WHAT THIS TASK INVOLVES - Among the entries, which lines carry the string "below"? Copy every one.

═════ DATA LISTING ═════

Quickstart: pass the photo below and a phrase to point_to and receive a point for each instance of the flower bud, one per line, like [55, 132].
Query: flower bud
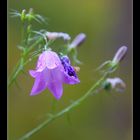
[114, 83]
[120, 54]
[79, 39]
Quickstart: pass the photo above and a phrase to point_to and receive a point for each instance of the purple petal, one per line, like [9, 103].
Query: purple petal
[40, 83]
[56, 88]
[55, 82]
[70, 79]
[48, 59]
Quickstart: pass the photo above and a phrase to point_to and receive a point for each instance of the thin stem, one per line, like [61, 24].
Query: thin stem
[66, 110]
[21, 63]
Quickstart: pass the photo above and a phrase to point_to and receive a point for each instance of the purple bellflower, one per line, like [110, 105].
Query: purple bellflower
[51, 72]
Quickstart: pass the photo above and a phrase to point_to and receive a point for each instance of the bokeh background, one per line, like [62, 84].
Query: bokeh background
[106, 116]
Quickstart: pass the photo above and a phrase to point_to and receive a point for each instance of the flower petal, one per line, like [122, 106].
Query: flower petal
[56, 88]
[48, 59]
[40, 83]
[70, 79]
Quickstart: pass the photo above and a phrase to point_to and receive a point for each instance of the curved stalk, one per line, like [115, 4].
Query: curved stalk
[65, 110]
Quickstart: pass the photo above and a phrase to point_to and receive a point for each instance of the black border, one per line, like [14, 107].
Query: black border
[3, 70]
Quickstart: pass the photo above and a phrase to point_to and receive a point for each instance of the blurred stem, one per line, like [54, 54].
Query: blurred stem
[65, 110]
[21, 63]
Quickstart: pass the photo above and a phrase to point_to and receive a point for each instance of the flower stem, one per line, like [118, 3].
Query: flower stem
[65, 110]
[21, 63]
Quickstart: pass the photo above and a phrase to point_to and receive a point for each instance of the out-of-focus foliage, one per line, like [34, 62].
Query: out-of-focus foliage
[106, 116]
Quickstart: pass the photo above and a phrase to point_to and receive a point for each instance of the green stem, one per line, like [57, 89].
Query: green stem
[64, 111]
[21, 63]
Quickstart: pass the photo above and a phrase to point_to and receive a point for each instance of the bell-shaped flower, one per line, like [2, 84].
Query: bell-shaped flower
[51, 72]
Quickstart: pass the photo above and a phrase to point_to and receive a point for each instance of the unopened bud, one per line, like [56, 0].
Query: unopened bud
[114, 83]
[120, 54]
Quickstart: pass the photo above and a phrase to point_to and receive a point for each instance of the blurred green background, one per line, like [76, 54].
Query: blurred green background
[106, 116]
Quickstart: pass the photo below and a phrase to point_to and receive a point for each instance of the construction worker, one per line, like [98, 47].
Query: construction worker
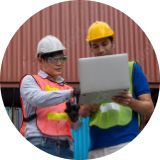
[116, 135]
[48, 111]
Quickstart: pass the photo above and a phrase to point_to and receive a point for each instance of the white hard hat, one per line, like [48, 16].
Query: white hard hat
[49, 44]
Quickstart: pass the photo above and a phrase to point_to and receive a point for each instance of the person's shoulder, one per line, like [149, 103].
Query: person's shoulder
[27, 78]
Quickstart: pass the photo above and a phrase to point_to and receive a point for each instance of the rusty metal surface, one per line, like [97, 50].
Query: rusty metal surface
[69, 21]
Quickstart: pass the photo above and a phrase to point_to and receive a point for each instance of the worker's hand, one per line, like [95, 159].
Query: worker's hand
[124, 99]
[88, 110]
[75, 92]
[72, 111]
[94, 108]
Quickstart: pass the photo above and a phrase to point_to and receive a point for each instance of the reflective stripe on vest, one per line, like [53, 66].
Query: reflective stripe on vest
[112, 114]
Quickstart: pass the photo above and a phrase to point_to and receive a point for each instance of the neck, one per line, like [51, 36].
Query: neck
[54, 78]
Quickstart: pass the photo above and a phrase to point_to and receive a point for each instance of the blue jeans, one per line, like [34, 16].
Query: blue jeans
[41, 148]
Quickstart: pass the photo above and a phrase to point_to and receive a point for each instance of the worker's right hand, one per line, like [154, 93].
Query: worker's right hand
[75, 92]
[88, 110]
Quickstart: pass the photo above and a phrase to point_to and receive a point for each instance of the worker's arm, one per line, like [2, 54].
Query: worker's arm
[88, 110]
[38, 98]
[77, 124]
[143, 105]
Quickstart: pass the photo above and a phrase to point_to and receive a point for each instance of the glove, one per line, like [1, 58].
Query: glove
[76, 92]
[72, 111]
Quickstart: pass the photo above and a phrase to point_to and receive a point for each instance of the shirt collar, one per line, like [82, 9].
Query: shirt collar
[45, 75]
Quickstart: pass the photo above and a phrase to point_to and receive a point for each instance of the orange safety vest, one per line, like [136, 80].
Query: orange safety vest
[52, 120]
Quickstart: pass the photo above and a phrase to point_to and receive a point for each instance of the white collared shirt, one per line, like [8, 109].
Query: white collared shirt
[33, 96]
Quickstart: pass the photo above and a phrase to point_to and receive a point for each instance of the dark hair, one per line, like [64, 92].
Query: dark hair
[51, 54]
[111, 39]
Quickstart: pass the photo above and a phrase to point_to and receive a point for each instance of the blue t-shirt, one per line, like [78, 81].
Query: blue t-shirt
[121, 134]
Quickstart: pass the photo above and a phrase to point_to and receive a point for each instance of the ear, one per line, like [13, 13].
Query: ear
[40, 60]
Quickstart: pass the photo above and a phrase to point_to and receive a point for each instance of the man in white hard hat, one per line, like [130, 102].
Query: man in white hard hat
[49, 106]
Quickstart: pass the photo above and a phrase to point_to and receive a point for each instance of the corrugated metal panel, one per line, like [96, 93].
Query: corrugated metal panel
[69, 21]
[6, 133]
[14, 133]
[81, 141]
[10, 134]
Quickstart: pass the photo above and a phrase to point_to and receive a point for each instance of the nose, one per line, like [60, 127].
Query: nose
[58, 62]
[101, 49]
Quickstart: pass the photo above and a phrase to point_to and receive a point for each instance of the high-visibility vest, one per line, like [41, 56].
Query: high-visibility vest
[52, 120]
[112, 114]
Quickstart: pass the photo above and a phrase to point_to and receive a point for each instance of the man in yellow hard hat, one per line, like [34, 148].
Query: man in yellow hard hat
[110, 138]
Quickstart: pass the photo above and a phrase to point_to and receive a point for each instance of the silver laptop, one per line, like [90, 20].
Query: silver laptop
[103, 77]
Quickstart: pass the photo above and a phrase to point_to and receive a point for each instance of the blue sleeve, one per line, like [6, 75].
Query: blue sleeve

═════

FINISHED TASK -
Quickstart: pass the photo below and a phrase to point_to and receive a point for each instance of the flower bud, one per line, like [55, 132].
Quickstart: pass the photo below and a phrase to point_to and receive a point for each instance of the construction worker, one per line, like [98, 47].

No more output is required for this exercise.